Source records
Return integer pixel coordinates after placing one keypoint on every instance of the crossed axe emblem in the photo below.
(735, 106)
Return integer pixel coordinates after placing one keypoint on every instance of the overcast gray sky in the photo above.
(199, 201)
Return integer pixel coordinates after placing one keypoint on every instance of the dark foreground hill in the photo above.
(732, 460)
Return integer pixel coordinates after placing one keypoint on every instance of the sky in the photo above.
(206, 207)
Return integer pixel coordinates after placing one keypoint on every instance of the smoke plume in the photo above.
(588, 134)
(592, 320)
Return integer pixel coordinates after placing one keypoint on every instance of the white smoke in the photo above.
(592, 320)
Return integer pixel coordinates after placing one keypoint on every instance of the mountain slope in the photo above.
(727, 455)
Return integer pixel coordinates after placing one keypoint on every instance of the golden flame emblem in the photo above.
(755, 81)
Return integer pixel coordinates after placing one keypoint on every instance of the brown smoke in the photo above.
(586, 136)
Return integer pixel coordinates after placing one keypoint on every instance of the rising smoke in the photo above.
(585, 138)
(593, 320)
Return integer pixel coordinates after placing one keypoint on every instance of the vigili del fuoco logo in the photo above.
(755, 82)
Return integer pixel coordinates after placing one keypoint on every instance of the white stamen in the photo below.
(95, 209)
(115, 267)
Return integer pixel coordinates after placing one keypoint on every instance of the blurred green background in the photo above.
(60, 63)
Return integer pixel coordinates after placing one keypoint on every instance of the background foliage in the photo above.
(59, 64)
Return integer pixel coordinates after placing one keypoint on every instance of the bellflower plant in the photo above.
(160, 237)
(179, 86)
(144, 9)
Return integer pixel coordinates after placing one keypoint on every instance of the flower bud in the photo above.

■ PROBLEM TO WORK ON: Each record above, in full: retype it verbatim.

■ SOLUTION:
Return integer pixel coordinates after placing one keypoint on every instance of the crossed axe emblem in the photo below.
(735, 106)
Return integer pixel coordinates after placing one keypoint on every instance of the overcast gray sky in the photo above.
(199, 201)
Return integer pixel coordinates after placing one keypoint on every instance of the dark foreground hill in the photo above.
(732, 460)
Return integer pixel coordinates after placing one keypoint on every instance of the sky in the photo above.
(206, 207)
Return integer pixel coordinates after placing one keypoint on every instance of the smoke plume in the photo above.
(588, 134)
(592, 320)
Return integer pixel coordinates after placing one keypoint on every instance of the white smoke in the photo above.
(592, 320)
Return integer pixel coordinates after placing one keypoint on every instance of the mountain slope in the photo above.
(727, 455)
Return integer pixel coordinates after placing one keypoint on every instance of the golden flame emblem in the photo above.
(755, 81)
Return integer pixel coordinates after placing one keypoint on every instance of the brown smoke in the photo above.
(586, 136)
Return integer pixel coordinates after placing one keypoint on every instance of the rising smoke in the photo above.
(585, 138)
(593, 320)
Return integer pixel coordinates after placing one keypoint on every instance of the vigili del fuoco logo in the photo above.
(755, 82)
Return integer pixel coordinates after placing one keypoint on every instance of the white stamen in the photo below.
(95, 209)
(115, 267)
Return integer pixel coordinates after placing one keypoint on every instance of the blurred green background in the photo above.
(60, 63)
Return integer pixel coordinates after placing one keypoint on every instance of the background foliage in the photo above.
(59, 64)
Return integer pixel coordinates after placing one keypoint on every instance of the bellflower plant in the photo above.
(160, 237)
(179, 86)
(144, 9)
Return integer pixel coordinates after placing one keypoint on every instance of the flower bud in the photo above.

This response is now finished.